▶ [GIVEN PROBLEM]
Starting at the first line and ending with the line containing "Outlines of the white", rewrite the lines with "white cloud" replaced by "gray cloud" and everything else unchanged. Omit the pictures.

▶ [MATERIAL SHOWN]
- - -
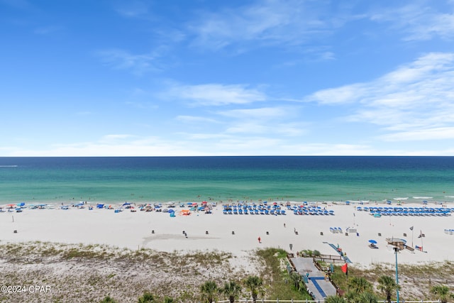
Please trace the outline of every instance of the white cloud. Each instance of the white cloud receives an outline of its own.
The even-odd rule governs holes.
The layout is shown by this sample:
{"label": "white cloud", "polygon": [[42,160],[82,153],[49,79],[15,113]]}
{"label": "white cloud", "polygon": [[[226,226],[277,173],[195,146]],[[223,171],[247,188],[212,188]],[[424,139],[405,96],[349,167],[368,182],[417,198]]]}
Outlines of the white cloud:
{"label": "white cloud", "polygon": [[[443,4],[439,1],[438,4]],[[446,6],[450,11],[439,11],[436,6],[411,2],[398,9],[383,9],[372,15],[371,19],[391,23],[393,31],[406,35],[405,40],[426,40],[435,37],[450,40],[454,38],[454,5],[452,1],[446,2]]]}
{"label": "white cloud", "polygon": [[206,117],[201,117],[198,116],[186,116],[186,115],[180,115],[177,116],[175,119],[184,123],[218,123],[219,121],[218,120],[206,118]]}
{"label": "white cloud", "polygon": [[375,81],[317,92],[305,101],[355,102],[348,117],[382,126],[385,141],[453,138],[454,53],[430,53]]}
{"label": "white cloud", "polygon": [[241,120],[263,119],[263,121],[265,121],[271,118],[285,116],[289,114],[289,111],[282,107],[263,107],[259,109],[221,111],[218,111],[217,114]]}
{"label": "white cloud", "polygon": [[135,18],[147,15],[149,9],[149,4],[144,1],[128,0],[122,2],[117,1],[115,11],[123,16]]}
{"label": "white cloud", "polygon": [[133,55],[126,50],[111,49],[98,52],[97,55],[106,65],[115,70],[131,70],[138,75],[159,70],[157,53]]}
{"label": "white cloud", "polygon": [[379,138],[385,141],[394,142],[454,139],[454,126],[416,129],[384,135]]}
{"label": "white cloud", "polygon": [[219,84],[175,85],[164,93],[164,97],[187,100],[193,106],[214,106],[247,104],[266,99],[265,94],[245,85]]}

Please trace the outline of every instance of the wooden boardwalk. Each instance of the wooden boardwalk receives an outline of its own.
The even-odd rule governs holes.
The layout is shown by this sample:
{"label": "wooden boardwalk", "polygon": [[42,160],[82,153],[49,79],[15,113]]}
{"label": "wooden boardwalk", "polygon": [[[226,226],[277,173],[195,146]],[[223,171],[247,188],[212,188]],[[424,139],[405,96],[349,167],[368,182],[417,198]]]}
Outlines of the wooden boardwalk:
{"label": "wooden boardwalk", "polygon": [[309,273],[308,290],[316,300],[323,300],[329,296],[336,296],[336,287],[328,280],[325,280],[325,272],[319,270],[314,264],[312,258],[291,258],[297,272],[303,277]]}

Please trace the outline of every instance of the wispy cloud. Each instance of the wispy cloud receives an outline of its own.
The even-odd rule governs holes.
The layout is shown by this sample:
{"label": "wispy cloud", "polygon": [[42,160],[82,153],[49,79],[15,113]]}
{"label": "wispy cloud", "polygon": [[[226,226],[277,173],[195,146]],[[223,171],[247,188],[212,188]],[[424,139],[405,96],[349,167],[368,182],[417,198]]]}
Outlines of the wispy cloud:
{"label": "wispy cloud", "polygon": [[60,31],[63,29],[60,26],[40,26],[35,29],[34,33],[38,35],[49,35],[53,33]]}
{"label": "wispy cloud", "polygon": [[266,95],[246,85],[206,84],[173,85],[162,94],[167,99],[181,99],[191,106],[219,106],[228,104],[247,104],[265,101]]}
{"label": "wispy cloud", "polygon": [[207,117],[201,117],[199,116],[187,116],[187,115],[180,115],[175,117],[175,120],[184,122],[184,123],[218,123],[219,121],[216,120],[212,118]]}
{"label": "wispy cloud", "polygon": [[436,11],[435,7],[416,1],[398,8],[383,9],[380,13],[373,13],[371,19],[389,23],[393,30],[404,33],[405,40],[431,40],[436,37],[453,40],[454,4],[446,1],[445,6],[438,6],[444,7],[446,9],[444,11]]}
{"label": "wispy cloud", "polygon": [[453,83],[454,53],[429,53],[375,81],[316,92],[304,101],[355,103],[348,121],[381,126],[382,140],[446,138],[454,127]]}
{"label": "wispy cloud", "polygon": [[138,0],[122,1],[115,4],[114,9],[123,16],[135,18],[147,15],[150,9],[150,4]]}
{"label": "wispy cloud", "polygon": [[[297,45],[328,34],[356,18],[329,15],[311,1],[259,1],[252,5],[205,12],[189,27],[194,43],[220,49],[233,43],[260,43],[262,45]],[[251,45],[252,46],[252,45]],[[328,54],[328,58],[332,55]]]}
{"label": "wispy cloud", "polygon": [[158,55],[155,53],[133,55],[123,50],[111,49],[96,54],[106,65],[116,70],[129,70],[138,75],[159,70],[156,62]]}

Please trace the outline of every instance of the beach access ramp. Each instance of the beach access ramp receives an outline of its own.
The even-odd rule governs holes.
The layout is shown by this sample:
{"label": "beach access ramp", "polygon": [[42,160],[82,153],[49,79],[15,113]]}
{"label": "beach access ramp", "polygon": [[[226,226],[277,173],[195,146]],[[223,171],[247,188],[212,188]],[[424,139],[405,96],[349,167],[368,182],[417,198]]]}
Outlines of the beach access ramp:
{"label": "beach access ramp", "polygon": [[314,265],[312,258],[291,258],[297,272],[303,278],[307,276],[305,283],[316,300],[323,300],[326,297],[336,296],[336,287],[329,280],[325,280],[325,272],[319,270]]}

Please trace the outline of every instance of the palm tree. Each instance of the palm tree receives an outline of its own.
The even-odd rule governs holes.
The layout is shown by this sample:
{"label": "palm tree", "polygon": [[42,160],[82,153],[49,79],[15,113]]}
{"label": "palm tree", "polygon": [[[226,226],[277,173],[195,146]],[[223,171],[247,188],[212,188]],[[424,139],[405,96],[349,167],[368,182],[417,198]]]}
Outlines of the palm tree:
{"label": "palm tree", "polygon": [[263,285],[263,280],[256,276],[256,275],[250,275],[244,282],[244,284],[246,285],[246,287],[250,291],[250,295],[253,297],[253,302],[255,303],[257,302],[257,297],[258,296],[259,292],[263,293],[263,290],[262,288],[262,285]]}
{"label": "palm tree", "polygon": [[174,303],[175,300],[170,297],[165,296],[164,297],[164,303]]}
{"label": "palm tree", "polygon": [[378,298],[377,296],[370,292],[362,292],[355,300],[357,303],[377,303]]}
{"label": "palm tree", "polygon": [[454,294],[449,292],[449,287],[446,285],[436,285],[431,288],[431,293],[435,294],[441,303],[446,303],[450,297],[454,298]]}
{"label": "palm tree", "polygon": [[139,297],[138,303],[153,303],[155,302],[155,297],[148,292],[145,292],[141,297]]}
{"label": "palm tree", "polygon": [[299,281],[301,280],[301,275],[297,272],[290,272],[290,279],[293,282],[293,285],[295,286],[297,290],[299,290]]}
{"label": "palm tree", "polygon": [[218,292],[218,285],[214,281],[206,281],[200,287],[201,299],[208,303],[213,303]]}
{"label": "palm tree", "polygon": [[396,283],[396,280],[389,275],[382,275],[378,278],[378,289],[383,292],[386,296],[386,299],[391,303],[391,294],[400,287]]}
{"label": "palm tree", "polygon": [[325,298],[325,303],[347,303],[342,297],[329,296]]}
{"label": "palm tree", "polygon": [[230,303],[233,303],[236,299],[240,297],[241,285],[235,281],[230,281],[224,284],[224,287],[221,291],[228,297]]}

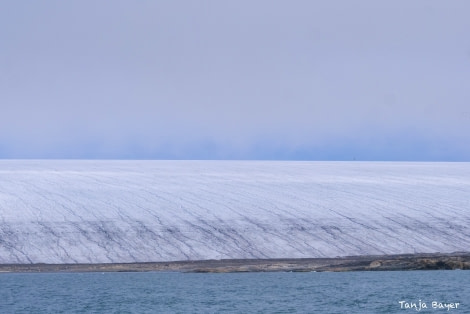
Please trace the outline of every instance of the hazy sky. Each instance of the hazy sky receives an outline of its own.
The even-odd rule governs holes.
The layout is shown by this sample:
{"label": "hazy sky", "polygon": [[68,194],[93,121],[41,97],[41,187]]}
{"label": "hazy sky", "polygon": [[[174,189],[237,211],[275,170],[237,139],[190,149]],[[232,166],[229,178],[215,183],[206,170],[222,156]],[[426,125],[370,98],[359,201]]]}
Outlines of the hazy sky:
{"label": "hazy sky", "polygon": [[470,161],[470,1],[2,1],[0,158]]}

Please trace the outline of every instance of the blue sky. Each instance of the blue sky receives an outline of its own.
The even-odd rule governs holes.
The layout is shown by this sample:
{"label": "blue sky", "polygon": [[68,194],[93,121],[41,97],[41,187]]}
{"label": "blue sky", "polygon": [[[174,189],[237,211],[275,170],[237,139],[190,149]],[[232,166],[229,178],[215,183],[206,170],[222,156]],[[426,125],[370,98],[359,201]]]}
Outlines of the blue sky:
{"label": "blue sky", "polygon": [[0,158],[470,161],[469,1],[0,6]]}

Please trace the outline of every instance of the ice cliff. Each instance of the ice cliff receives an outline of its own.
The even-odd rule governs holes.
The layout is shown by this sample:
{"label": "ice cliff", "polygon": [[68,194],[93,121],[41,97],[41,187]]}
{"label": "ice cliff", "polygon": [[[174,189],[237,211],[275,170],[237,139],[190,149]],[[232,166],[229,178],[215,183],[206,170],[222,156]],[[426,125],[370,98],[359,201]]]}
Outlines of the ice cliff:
- - -
▶ [SOLUTION FOR THIS TASK]
Please trace the outline of every instance of the gray cloud. Each instance of the gray cloud receives an outline of its own.
The even-odd rule governs holes.
The layout is shown by this sample:
{"label": "gray cloud", "polygon": [[42,160],[82,153],[49,79],[15,113]]}
{"label": "gray cloud", "polygon": [[[226,226],[277,173],[195,146]],[[223,171],[247,188],[212,188]],[[424,139],[405,96],[349,167],[368,182],[417,198]]]}
Outlines of the gray cloud:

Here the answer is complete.